What you will do -
Find each line in the entries below that contains the word "table" and copy those lines out.

** Start Excerpted records **

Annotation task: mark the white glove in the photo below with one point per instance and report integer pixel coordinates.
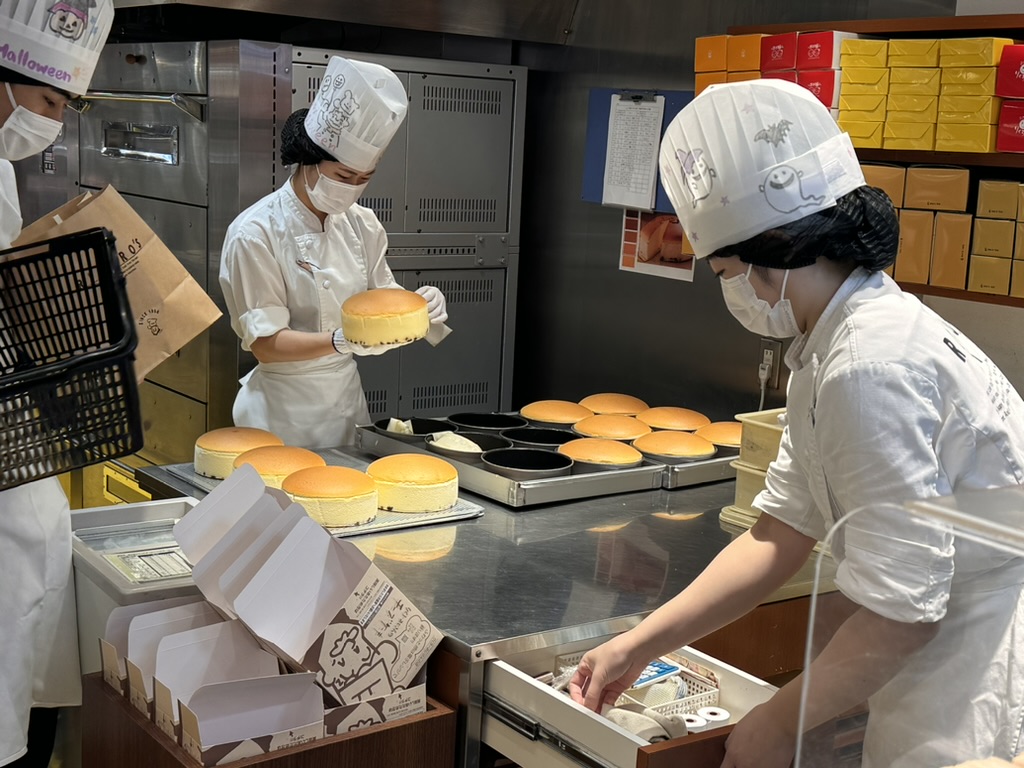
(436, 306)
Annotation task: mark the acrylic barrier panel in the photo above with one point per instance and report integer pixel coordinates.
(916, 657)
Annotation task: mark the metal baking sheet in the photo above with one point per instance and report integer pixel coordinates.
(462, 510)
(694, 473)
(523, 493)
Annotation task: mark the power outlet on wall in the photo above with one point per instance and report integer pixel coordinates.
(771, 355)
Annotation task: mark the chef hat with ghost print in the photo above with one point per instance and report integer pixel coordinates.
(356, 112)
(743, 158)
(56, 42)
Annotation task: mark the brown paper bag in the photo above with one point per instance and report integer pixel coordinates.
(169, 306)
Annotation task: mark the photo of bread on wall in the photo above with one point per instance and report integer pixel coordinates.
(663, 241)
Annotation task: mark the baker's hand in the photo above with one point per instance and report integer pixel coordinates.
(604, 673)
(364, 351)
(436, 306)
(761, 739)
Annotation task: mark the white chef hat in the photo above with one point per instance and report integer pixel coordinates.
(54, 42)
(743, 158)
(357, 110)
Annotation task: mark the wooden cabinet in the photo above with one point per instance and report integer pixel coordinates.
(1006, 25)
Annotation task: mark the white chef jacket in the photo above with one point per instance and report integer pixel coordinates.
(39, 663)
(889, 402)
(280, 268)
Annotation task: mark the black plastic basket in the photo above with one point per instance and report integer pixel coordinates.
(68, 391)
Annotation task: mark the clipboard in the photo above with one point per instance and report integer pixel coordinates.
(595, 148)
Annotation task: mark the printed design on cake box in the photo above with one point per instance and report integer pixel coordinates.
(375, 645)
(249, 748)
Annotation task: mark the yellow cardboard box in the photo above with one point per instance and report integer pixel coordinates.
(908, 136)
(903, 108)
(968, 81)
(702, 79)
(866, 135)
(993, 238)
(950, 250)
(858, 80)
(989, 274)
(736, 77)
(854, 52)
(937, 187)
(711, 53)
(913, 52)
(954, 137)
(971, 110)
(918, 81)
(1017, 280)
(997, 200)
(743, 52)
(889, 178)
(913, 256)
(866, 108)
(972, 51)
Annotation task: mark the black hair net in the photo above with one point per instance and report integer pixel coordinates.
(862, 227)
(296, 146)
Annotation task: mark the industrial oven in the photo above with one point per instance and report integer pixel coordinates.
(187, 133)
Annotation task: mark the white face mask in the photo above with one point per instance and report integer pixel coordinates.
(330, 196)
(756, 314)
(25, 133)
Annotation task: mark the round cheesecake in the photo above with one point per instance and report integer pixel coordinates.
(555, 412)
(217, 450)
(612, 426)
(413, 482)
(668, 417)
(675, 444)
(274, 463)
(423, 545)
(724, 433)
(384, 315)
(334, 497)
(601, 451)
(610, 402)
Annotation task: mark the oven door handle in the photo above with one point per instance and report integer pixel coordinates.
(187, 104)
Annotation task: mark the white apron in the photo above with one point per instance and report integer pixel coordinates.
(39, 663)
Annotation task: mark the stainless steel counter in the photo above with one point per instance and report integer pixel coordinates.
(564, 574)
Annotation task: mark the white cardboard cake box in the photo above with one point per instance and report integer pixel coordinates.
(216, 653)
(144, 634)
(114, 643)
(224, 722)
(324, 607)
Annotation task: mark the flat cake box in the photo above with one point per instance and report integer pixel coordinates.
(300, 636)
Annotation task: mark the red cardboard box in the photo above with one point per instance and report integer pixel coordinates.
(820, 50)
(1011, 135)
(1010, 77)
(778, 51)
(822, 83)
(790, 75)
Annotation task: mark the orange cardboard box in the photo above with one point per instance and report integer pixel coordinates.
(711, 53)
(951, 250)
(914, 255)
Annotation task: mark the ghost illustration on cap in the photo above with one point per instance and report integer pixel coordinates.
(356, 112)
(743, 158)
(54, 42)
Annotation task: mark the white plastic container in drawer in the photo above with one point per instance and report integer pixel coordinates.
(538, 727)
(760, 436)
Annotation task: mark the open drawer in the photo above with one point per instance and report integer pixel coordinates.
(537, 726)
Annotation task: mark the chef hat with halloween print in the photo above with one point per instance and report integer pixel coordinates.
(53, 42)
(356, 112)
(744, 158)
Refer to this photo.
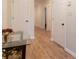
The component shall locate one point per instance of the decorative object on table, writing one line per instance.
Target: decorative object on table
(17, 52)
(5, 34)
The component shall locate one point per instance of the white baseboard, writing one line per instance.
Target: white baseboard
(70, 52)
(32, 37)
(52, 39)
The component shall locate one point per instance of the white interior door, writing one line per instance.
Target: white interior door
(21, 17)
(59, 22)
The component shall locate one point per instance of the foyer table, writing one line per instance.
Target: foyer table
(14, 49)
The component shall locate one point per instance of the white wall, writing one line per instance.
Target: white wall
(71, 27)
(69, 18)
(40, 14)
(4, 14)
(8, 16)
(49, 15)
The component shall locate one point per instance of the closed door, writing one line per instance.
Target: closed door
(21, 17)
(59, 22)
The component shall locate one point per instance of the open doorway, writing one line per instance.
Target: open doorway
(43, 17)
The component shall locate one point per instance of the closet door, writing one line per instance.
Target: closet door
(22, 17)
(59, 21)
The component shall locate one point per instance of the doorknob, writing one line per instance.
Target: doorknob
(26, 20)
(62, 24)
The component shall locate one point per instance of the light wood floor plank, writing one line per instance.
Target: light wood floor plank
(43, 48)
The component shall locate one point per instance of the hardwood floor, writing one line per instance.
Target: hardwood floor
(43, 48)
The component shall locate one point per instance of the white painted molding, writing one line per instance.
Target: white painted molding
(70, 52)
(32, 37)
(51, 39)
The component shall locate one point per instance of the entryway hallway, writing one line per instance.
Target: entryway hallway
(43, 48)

** End Excerpted records **
** Start Excerpted records **

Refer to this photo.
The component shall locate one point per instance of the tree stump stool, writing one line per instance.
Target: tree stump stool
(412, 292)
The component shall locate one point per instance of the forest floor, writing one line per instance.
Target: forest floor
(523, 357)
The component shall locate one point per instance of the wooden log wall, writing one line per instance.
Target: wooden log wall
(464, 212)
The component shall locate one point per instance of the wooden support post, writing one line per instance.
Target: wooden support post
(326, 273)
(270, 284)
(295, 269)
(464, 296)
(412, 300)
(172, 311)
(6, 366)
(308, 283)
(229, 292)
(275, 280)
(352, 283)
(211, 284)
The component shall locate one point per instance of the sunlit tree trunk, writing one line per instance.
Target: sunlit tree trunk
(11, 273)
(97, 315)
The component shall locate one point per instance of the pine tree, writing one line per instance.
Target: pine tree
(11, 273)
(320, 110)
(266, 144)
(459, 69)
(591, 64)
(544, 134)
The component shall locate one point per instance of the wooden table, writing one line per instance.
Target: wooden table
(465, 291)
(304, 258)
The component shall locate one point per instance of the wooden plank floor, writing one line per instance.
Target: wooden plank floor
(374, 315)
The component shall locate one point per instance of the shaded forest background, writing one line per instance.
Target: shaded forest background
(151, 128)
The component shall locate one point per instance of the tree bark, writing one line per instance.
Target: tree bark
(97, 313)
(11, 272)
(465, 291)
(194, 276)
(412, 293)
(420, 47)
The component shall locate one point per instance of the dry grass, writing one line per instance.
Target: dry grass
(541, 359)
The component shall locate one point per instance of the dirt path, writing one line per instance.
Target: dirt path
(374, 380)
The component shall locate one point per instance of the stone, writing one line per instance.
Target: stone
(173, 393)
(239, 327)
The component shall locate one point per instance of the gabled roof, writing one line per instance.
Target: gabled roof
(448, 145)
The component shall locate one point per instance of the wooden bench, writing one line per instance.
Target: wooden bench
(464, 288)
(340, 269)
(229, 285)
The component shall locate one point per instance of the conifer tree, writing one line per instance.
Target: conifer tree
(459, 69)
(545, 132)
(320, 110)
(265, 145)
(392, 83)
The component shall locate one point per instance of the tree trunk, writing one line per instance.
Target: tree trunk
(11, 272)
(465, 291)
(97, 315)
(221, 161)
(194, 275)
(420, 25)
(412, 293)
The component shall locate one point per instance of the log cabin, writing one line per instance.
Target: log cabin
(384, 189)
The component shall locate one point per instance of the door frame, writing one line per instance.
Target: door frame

** End Excerpted records **

Output below -
The component shall locate one point per instance of the decorative object on table, writing one line per instance.
Target: decorative object on table
The component shall locate one point per instance of the foyer table, writing one line per instance.
Target: foyer table
The component shall locate one point per instance of the wooden table, writing one line per instance.
Target: wooden table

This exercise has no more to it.